### EXCERPTED TEXT
|---|

Isabelle Huppert Quotes (33 Quotes)


    Going through this musical experience really helped us to understand the core of the film.

    The Greeks already understood that there was more interest in portraying an unusual character than a usual character - that is the purpose of films and theatre.

    Perhaps Europeans are a bit more skeptic whereas Americans are more believers.

    Even for the most difficult scenes, and there are difficult scenes in the film, and because Michael Haneke is such a great film-maker - I think a great film-maker is not only being inspired, but how to do it, how to make it as real as possible, knowing that it's not real.

    She's really quite talented, ... It was like she had been making movies all her life. There was no naivety or clumsiness.


    But it wasn't just a technical approach towards the piano, studying the music for this film was also a way of approaching the soul of the film, because the film is really about the soul of Schubert and the soul of Bach.

    Firstly I did it in this huge theatre in Avignon, then to smaller places, then bigger places. You have to change the volume of the voice, give more or less. The way you have to relate to space makes it like sculpture.

    But on the whole, nothing requires unbearable energy for me, it's just a normal thing.

    Before I do a play I say that I hope it's going to be for as short a time as possible but, once you do it, it is a paradoxical pleasure. One evening out of two there are five minutes of a miracle and for those five minutes you want to do it again and again. It's like a drug.

    It really helps you to go through difficult situations by just thinking about it as being a big amount of work which you have to solve how to do. For example, I don't feel very inspired when I act, I just act. That's it.

    I'm standing all the way through the piece, very stiff like a tree, very much rooted in the earth, ... It's like she was wishing to die standing, to die alive. It's a strange feeling.

    Once you have made the decision to do the film, once you have identified the desire and all the deep and personal, intimate, artistic reasons why you want to do the film, then it's more a matter of how to do things.

    I did a film very quickly, and then a lot of work for television, and then I did stage work.


    I studied, as every little French girl, the piano... I studied for 12 years and then I stopped, because I was very bored with it.

    Yes, that is true, ... A mutual friend of ours told me that Alexandra wanted to give me that script, so she didn't come out of nowhere. But it did take me a while before I read it. Then she insisted every morning and after a few months I read it and I thought, 'Oh my God, it's very good.'

    I never wondered whether I should be a stage actress or a movie actress.

    For me, making films is like being on vacation, it's a nice walk. But theatre is like mountaineering. You never know whether you're going to fall off or make it to the top.

    With theatre, I like to compare it to sculpture. It is a shape that you shape. I have this funny image in my head. You can extend it, reduce it.

|---|

### ENTRIES PROVIDED
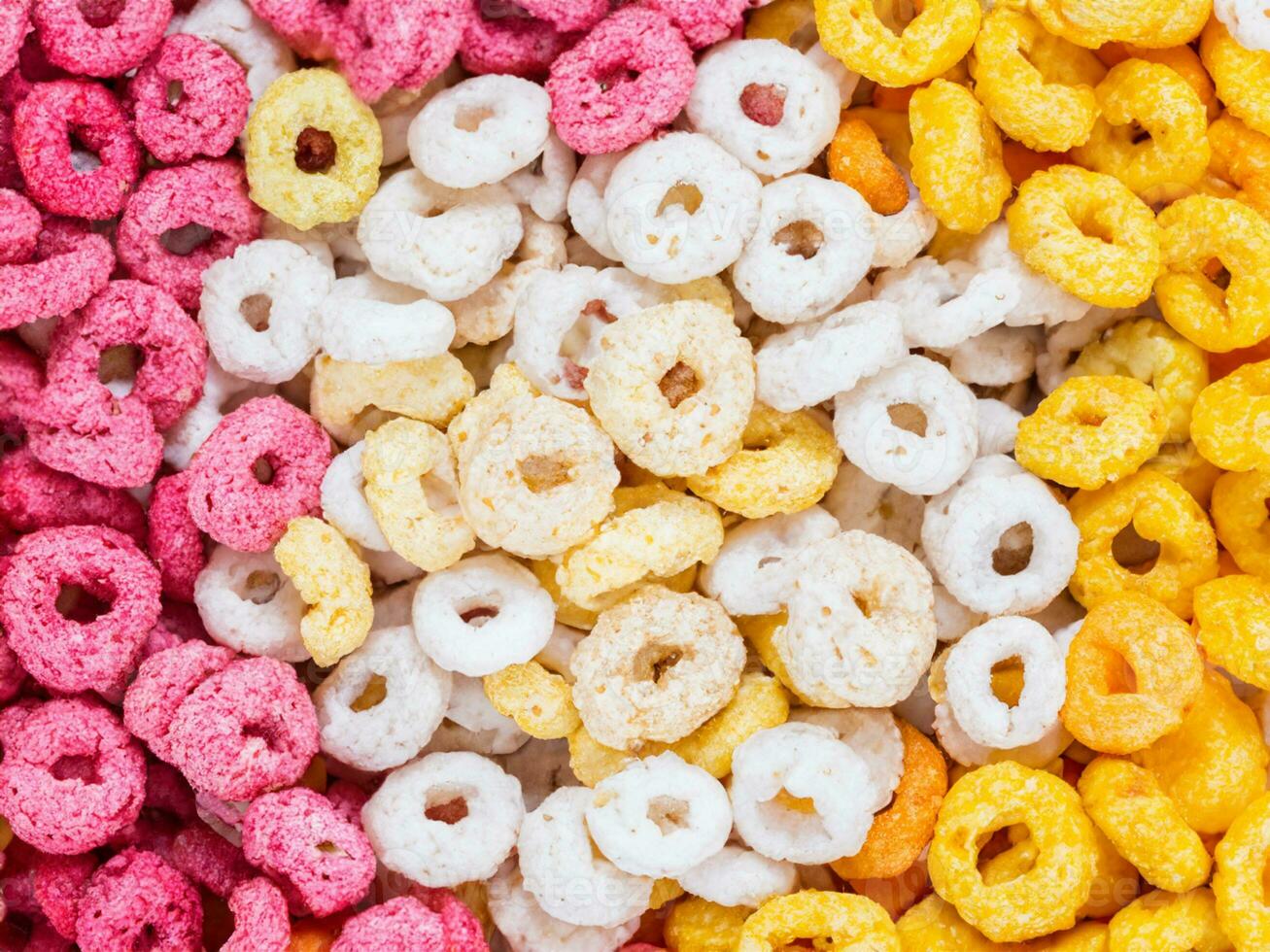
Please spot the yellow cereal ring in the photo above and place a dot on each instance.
(1215, 765)
(410, 481)
(1194, 231)
(1088, 234)
(352, 398)
(1158, 356)
(1047, 897)
(930, 45)
(334, 582)
(653, 533)
(1238, 882)
(1092, 430)
(1147, 829)
(785, 464)
(1138, 95)
(956, 157)
(1037, 86)
(313, 150)
(1159, 512)
(842, 919)
(1241, 75)
(1169, 922)
(537, 699)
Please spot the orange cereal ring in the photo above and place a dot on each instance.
(901, 832)
(1133, 671)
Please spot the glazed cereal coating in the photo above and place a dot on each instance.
(656, 666)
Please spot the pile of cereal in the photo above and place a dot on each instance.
(649, 475)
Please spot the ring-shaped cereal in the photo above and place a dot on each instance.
(1047, 895)
(412, 487)
(785, 464)
(1086, 232)
(1126, 803)
(313, 150)
(652, 533)
(956, 157)
(1092, 430)
(1219, 318)
(1037, 86)
(674, 386)
(927, 46)
(1138, 95)
(1133, 673)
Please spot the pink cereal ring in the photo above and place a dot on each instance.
(509, 44)
(203, 195)
(245, 730)
(304, 843)
(174, 539)
(129, 314)
(61, 653)
(70, 265)
(71, 776)
(33, 496)
(211, 106)
(260, 920)
(136, 901)
(19, 227)
(227, 499)
(111, 44)
(60, 885)
(162, 683)
(42, 127)
(597, 111)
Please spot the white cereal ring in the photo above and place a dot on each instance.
(813, 244)
(861, 622)
(752, 572)
(559, 319)
(945, 305)
(679, 208)
(445, 819)
(259, 309)
(766, 103)
(673, 386)
(383, 702)
(1000, 541)
(480, 131)
(913, 425)
(807, 763)
(482, 615)
(810, 363)
(659, 816)
(248, 603)
(563, 872)
(442, 241)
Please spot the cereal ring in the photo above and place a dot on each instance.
(673, 386)
(329, 575)
(42, 140)
(1092, 430)
(931, 44)
(637, 679)
(313, 150)
(211, 107)
(1145, 825)
(187, 199)
(1195, 231)
(245, 504)
(1041, 901)
(1058, 222)
(1159, 512)
(71, 653)
(592, 116)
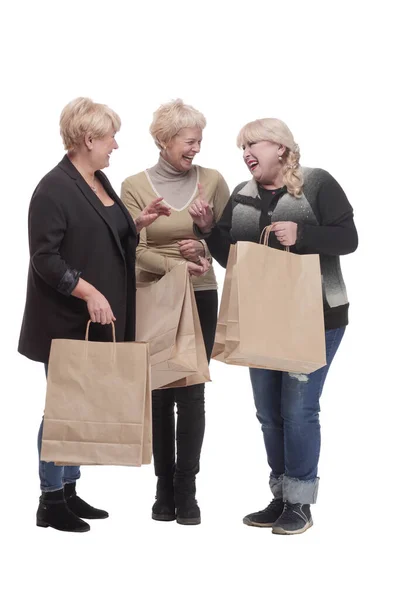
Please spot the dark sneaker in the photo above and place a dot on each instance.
(296, 518)
(54, 512)
(79, 507)
(266, 517)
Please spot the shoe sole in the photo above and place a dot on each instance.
(253, 524)
(281, 531)
(92, 518)
(163, 517)
(195, 521)
(44, 524)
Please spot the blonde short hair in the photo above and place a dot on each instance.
(82, 116)
(170, 118)
(275, 130)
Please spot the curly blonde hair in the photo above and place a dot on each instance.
(275, 130)
(170, 118)
(82, 116)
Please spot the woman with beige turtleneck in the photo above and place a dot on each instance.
(177, 131)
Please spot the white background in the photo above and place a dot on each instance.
(330, 70)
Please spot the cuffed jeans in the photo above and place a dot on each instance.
(288, 409)
(51, 476)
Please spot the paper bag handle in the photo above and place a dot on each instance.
(87, 331)
(264, 237)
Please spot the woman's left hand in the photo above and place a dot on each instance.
(286, 232)
(154, 210)
(191, 249)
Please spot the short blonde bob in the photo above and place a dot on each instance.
(83, 117)
(275, 130)
(170, 118)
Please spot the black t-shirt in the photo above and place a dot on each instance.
(119, 219)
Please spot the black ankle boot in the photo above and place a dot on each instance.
(295, 518)
(79, 507)
(164, 506)
(54, 512)
(187, 509)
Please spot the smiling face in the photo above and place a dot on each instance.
(101, 149)
(183, 147)
(263, 160)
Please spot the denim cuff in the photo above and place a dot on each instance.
(299, 491)
(275, 484)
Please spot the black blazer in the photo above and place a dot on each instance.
(71, 234)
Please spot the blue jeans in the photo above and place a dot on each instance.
(288, 408)
(52, 477)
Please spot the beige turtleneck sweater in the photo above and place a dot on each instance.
(158, 250)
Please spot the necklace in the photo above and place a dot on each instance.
(93, 187)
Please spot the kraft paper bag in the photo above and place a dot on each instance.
(98, 403)
(167, 318)
(271, 312)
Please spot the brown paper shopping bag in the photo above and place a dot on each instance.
(167, 318)
(98, 403)
(271, 313)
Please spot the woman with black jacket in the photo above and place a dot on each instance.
(82, 244)
(310, 213)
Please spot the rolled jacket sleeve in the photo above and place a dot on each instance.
(47, 226)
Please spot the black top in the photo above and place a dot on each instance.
(325, 226)
(119, 220)
(72, 234)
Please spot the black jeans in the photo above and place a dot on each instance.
(190, 409)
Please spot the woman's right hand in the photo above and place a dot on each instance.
(99, 308)
(201, 212)
(199, 268)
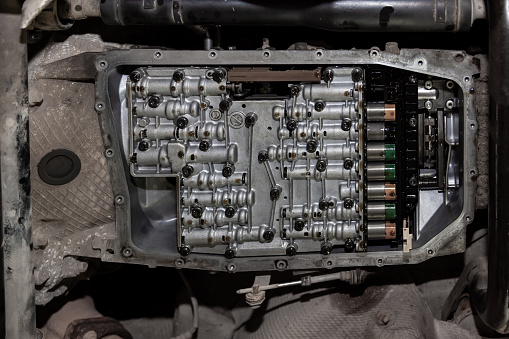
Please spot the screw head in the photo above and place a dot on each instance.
(179, 75)
(294, 91)
(250, 119)
(299, 224)
(274, 194)
(184, 251)
(349, 245)
(182, 122)
(228, 170)
(218, 75)
(326, 248)
(291, 125)
(229, 212)
(143, 146)
(268, 235)
(263, 156)
(311, 146)
(154, 101)
(225, 105)
(229, 253)
(346, 124)
(328, 75)
(357, 74)
(135, 76)
(204, 145)
(348, 203)
(348, 164)
(319, 106)
(323, 205)
(197, 212)
(291, 250)
(321, 165)
(187, 171)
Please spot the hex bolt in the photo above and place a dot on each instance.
(204, 145)
(321, 165)
(349, 245)
(135, 76)
(357, 74)
(229, 212)
(250, 119)
(187, 171)
(319, 106)
(154, 101)
(179, 75)
(311, 146)
(323, 205)
(143, 146)
(291, 250)
(228, 170)
(346, 124)
(196, 212)
(299, 224)
(225, 105)
(268, 235)
(326, 248)
(348, 164)
(294, 91)
(127, 252)
(218, 75)
(274, 193)
(184, 251)
(263, 156)
(229, 253)
(328, 75)
(291, 125)
(182, 122)
(348, 203)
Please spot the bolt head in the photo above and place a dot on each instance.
(182, 122)
(349, 245)
(229, 253)
(196, 212)
(268, 235)
(204, 145)
(299, 225)
(178, 76)
(135, 76)
(346, 124)
(321, 165)
(311, 146)
(348, 203)
(319, 106)
(187, 171)
(154, 101)
(323, 205)
(326, 248)
(291, 125)
(228, 171)
(348, 164)
(274, 194)
(184, 251)
(229, 212)
(357, 74)
(143, 146)
(291, 250)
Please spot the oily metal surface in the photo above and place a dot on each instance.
(66, 120)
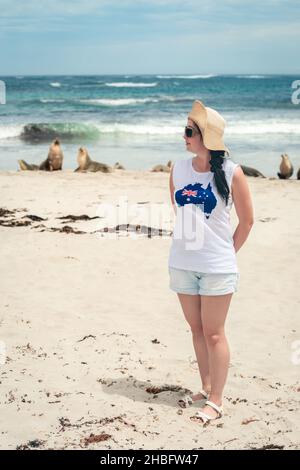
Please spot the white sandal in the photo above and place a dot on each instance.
(205, 417)
(187, 400)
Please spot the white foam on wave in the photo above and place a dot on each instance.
(138, 129)
(251, 76)
(188, 77)
(51, 101)
(131, 84)
(120, 101)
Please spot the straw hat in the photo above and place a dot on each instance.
(211, 124)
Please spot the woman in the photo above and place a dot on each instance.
(202, 262)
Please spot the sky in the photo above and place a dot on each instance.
(62, 37)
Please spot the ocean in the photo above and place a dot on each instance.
(138, 120)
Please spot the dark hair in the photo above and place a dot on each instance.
(216, 162)
(216, 167)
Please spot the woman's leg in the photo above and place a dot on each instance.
(214, 310)
(191, 306)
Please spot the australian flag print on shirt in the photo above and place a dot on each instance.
(196, 194)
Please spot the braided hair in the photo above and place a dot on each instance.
(216, 167)
(216, 162)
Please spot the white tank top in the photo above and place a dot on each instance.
(202, 237)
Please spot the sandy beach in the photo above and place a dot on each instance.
(95, 348)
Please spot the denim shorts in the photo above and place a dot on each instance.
(183, 281)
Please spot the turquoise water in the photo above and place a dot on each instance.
(138, 120)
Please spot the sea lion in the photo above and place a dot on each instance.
(86, 164)
(118, 166)
(52, 163)
(165, 168)
(286, 168)
(248, 171)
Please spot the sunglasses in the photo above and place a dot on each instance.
(190, 131)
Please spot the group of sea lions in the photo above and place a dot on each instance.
(55, 157)
(54, 162)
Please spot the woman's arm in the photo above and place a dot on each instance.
(243, 206)
(172, 188)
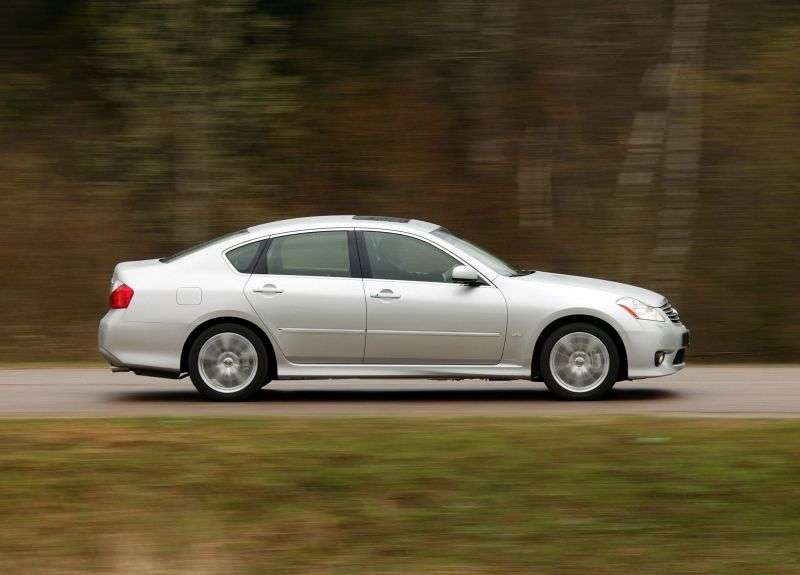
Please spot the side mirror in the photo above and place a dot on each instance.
(465, 275)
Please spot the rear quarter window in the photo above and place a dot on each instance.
(243, 258)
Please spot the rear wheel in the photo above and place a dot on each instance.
(579, 361)
(228, 362)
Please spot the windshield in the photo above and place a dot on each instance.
(199, 247)
(478, 253)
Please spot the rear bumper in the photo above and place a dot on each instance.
(651, 337)
(140, 346)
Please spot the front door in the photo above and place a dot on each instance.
(417, 315)
(304, 291)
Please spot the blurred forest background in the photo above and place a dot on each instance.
(655, 142)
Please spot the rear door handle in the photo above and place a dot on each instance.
(268, 289)
(386, 294)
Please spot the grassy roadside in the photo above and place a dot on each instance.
(616, 495)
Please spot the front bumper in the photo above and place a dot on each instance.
(645, 338)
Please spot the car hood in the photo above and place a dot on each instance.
(614, 288)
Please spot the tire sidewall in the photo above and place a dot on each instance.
(260, 379)
(552, 383)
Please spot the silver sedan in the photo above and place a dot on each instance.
(376, 297)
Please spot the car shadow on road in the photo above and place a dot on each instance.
(396, 395)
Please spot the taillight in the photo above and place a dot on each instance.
(121, 297)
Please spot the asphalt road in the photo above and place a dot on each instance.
(751, 391)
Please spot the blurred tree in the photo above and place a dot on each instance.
(198, 102)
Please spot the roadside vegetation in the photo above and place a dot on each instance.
(457, 496)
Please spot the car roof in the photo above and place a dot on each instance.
(364, 222)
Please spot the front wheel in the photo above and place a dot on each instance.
(228, 362)
(579, 361)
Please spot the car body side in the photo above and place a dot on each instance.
(175, 299)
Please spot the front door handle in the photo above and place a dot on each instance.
(386, 294)
(268, 289)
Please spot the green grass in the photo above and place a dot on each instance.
(457, 496)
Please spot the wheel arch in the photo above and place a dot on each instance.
(536, 371)
(273, 365)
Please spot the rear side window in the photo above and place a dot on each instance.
(309, 254)
(243, 257)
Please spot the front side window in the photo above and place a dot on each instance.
(478, 253)
(308, 254)
(398, 257)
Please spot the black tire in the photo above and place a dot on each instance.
(552, 381)
(259, 380)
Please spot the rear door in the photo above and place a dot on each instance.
(307, 289)
(417, 315)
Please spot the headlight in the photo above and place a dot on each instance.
(640, 310)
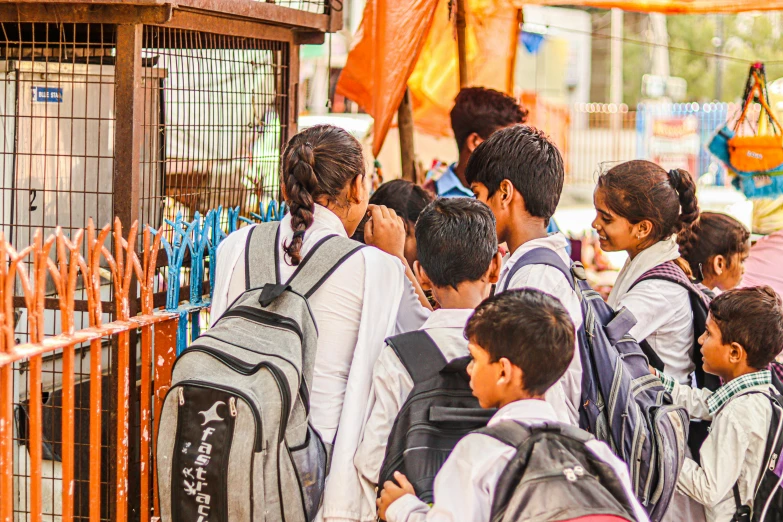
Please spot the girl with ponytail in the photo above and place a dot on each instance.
(365, 300)
(641, 208)
(716, 249)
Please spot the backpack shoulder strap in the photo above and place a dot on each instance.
(669, 271)
(261, 256)
(321, 261)
(510, 433)
(418, 353)
(539, 256)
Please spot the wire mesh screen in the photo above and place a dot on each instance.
(311, 6)
(215, 114)
(57, 124)
(224, 114)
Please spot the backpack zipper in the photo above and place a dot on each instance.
(259, 436)
(263, 317)
(772, 468)
(247, 369)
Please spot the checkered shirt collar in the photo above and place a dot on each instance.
(733, 388)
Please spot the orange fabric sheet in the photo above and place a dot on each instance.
(395, 34)
(670, 6)
(386, 49)
(491, 36)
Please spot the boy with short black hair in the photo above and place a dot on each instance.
(478, 112)
(458, 261)
(744, 335)
(521, 343)
(519, 173)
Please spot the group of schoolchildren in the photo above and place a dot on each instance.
(517, 322)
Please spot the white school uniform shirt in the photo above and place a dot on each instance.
(465, 485)
(566, 395)
(665, 319)
(370, 284)
(733, 453)
(390, 389)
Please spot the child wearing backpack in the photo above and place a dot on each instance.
(407, 200)
(640, 208)
(521, 343)
(744, 334)
(716, 248)
(518, 172)
(364, 300)
(458, 261)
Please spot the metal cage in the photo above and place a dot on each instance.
(140, 110)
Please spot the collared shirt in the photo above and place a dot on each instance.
(336, 306)
(566, 395)
(733, 453)
(390, 389)
(449, 185)
(465, 485)
(665, 320)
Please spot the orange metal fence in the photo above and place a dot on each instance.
(74, 265)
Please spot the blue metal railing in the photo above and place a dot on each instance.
(200, 237)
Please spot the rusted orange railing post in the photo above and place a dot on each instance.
(158, 335)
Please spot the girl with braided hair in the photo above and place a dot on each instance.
(716, 249)
(365, 300)
(641, 208)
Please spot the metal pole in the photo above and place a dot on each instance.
(616, 77)
(405, 126)
(720, 35)
(129, 114)
(461, 53)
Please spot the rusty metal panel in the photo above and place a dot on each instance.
(299, 14)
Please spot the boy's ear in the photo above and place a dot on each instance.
(718, 265)
(473, 141)
(506, 192)
(422, 276)
(493, 274)
(355, 189)
(737, 353)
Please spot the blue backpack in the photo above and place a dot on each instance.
(622, 403)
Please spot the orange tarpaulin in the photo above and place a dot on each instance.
(394, 34)
(491, 35)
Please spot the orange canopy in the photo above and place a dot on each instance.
(413, 43)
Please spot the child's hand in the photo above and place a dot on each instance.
(392, 492)
(385, 230)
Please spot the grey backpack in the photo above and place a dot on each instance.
(554, 477)
(234, 439)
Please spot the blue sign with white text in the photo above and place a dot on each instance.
(48, 94)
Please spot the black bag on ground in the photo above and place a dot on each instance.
(439, 411)
(554, 476)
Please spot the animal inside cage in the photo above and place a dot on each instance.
(146, 111)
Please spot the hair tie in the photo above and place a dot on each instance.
(675, 178)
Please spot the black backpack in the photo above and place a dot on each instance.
(439, 411)
(768, 498)
(553, 476)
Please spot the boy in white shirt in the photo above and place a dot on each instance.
(518, 172)
(744, 335)
(521, 343)
(458, 261)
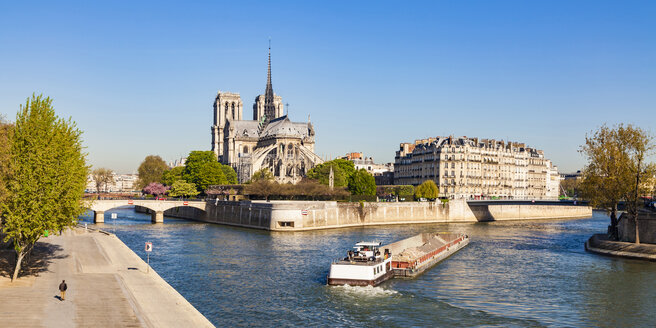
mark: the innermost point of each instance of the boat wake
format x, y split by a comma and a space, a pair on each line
370, 291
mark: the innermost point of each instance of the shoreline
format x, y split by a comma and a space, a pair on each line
600, 244
109, 285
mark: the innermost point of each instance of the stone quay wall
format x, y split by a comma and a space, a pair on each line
314, 215
646, 227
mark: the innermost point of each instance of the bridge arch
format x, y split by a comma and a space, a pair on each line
157, 207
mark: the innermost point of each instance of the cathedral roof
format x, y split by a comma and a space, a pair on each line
283, 127
247, 129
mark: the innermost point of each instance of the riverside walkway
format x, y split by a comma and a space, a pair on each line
108, 286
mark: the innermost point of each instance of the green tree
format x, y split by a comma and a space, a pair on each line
171, 176
47, 176
182, 188
342, 170
614, 170
203, 170
230, 174
428, 189
569, 187
262, 174
362, 182
639, 145
102, 176
5, 130
151, 170
405, 191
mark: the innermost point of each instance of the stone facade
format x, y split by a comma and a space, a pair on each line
473, 168
269, 141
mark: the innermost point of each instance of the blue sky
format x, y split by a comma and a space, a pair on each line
139, 78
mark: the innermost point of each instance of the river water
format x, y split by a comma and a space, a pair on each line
522, 274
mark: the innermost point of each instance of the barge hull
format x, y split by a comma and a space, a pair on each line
412, 273
358, 282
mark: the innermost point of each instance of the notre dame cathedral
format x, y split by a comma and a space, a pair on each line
269, 141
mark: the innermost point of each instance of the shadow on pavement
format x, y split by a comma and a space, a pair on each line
38, 261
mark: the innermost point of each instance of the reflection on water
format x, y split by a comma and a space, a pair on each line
532, 273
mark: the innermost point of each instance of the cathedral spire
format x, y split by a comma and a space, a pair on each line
269, 107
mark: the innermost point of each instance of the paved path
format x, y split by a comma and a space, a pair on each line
107, 287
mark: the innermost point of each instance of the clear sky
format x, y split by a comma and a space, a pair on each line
139, 78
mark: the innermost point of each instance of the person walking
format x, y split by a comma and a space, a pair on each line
62, 289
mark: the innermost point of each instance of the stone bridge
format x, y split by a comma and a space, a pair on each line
157, 207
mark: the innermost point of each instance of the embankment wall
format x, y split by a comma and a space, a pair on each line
646, 228
309, 215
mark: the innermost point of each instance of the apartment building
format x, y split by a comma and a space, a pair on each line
474, 168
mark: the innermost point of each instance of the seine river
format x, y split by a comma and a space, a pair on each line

|---|

### EXERCISE TASKS
**1)** In the Isabelle Huppert quotes, for how many years was the piano studied before stopping?
**2)** Rewrite the Isabelle Huppert quotes starting with "But on the whole, nothing" and going on through "act. That's it.", with "miracle" replaced by "wonder".
The lines above are separate material and have no connection to the Isabelle Huppert quotes.

### TASK SOLUTIONS
**1)** For 12 years.

**2)**
But on the whole, nothing requires unbearable energy for me, it's just a normal thing.

    Before I do a play I say that I hope it's going to be for as short a time as possible but, once you do it, it is a paradoxical pleasure. One evening out of two there are five minutes of a wonder and for those five minutes you want to do it again and again. It's like a drug.

    It really helps you to go through difficult situations by just thinking about it as being a big amount of work which you have to solve how to do. For example, I don't feel very inspired when I act, I just act. That's it.